Records of pointing at named objects:
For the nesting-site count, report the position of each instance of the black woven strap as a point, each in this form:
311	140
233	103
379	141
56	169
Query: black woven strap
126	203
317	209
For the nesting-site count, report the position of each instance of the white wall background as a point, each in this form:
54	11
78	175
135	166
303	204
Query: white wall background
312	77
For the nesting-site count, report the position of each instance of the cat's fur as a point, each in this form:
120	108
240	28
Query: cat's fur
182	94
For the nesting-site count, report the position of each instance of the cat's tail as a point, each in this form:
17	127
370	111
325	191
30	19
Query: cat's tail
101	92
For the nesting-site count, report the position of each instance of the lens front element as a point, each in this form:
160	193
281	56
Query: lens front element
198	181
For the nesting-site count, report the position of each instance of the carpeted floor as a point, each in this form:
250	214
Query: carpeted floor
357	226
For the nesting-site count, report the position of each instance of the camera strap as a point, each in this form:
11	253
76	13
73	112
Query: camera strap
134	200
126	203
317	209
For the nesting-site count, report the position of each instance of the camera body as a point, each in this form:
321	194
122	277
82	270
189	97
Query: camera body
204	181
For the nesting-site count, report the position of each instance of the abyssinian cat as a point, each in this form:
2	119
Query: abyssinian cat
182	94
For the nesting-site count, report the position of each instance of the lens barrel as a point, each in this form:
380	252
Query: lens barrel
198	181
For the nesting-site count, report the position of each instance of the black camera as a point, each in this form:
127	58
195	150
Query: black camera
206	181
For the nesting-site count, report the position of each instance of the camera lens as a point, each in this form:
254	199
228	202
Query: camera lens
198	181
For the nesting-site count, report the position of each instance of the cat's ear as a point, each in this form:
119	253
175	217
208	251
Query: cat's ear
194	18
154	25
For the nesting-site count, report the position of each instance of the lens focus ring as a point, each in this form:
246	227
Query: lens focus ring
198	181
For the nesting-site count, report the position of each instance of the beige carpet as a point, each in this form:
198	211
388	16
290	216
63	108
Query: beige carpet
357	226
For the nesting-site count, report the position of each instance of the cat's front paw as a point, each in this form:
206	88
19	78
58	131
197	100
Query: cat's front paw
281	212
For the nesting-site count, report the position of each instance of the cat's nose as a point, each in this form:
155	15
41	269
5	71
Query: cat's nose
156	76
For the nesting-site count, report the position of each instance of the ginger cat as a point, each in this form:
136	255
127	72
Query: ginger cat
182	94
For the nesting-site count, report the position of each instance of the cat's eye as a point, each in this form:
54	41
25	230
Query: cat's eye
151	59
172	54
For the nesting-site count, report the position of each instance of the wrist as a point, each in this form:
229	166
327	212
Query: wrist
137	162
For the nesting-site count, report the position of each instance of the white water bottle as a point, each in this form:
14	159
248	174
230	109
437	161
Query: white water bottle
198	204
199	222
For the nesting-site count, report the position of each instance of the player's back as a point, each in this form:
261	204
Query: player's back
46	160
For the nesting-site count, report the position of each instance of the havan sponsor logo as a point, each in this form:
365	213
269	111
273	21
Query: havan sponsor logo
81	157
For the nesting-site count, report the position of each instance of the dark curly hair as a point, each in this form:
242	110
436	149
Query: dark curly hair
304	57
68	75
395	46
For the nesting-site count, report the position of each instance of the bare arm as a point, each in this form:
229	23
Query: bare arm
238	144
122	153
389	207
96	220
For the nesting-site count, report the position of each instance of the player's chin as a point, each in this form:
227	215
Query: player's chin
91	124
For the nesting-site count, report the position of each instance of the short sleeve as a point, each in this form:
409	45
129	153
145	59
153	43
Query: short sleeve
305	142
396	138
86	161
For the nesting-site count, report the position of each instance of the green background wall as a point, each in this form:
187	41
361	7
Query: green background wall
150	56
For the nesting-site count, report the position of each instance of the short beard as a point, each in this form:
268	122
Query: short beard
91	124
...
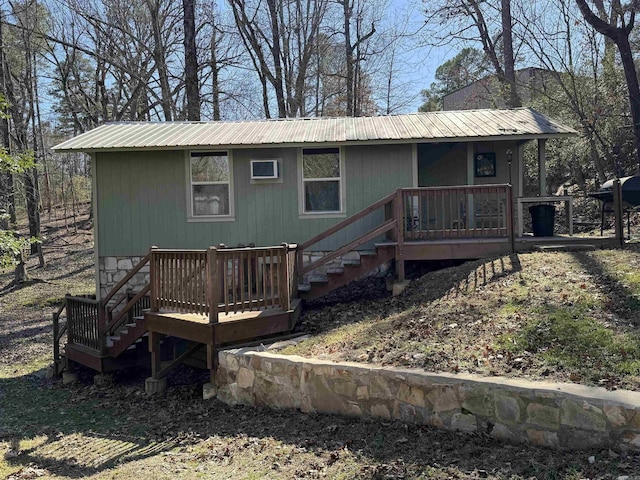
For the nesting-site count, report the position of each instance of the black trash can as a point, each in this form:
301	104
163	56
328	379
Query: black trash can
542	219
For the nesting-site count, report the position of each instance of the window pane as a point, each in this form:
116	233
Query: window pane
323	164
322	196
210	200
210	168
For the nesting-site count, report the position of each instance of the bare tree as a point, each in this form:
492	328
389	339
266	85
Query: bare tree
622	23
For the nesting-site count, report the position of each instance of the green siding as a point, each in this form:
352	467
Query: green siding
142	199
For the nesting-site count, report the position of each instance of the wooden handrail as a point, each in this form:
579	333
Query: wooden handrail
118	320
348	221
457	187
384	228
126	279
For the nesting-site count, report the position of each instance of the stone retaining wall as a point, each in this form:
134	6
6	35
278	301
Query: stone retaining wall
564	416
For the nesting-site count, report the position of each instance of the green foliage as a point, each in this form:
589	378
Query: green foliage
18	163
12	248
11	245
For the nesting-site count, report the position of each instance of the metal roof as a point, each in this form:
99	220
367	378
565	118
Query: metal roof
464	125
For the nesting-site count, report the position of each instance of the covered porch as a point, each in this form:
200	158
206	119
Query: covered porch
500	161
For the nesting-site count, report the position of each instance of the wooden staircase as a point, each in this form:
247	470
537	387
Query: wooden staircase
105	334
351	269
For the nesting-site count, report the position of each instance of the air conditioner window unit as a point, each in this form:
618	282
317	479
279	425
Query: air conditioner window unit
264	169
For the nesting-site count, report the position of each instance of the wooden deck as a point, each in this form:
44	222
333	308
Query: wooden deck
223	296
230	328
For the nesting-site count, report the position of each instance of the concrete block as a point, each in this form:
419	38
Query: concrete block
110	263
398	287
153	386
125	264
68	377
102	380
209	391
--
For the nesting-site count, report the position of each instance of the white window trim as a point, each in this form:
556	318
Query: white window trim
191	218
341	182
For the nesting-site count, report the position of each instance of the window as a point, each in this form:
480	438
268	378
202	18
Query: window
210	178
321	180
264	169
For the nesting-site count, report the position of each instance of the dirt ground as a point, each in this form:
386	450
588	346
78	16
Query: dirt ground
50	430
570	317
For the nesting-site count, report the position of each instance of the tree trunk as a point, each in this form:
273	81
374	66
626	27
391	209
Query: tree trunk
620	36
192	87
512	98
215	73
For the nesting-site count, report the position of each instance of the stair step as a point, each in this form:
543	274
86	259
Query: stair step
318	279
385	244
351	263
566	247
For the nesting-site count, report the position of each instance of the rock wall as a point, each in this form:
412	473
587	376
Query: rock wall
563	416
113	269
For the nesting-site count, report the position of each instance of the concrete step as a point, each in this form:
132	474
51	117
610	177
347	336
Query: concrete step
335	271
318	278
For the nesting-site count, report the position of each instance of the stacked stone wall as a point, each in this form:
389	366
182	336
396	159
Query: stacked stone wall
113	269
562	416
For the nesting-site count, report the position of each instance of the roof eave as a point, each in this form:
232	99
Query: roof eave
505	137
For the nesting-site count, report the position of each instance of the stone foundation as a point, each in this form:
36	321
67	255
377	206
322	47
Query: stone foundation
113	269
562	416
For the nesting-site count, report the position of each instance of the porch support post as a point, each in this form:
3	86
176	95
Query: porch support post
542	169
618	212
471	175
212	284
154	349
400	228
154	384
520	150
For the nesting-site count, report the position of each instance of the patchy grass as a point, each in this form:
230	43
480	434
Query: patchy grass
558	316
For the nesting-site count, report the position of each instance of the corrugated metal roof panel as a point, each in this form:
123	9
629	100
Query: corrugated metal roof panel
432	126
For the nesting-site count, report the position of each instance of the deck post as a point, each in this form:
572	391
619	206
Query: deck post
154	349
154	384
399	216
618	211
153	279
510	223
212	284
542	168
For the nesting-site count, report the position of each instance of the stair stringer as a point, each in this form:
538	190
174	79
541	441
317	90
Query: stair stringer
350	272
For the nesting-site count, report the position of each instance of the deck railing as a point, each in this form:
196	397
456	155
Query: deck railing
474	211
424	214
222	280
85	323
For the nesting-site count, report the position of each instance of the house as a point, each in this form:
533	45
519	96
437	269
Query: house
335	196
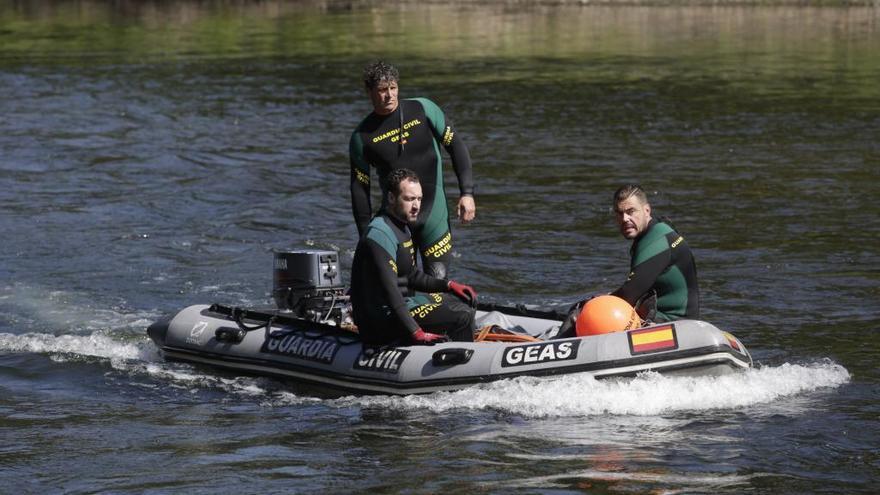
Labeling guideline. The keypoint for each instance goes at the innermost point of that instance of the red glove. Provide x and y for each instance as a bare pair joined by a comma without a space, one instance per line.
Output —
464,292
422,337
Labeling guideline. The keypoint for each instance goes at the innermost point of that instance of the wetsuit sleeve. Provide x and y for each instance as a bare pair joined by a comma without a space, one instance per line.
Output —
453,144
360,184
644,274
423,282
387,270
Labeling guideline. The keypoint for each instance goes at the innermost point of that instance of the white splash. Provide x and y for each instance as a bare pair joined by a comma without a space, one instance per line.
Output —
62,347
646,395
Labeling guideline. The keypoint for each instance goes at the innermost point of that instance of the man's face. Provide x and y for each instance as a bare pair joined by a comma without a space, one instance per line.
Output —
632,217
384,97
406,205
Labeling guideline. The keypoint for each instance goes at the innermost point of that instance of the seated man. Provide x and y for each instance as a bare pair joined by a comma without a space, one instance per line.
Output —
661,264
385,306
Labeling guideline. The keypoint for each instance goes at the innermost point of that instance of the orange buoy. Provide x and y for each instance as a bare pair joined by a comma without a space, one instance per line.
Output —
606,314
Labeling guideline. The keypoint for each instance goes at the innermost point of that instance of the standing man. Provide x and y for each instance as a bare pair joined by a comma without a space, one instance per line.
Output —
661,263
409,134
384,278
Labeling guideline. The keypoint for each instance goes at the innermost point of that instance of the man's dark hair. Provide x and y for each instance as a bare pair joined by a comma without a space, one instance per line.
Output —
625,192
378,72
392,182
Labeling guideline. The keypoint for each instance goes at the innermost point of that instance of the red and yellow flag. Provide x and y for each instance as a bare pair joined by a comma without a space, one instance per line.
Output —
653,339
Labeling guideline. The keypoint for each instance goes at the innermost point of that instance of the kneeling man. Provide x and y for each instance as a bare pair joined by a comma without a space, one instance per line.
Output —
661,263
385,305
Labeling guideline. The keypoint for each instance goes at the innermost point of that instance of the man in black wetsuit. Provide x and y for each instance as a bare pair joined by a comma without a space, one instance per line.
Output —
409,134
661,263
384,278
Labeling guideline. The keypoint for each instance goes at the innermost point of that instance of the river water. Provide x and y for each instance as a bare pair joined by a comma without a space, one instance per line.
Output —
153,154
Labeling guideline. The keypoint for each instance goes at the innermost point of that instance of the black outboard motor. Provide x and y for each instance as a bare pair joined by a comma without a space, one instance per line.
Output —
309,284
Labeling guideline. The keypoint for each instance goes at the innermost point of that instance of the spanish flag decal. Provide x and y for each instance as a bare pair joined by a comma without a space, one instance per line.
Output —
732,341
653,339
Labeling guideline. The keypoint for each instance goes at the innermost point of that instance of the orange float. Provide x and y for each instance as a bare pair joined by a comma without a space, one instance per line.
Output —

WHAT IS NEEDED: Return each line from the rows above that contains the word "staircase".

EXERCISE OUTPUT:
For the nesting-site count, report the position of each instance of the wooden staircase as a point, each in this form:
Query: wooden staircase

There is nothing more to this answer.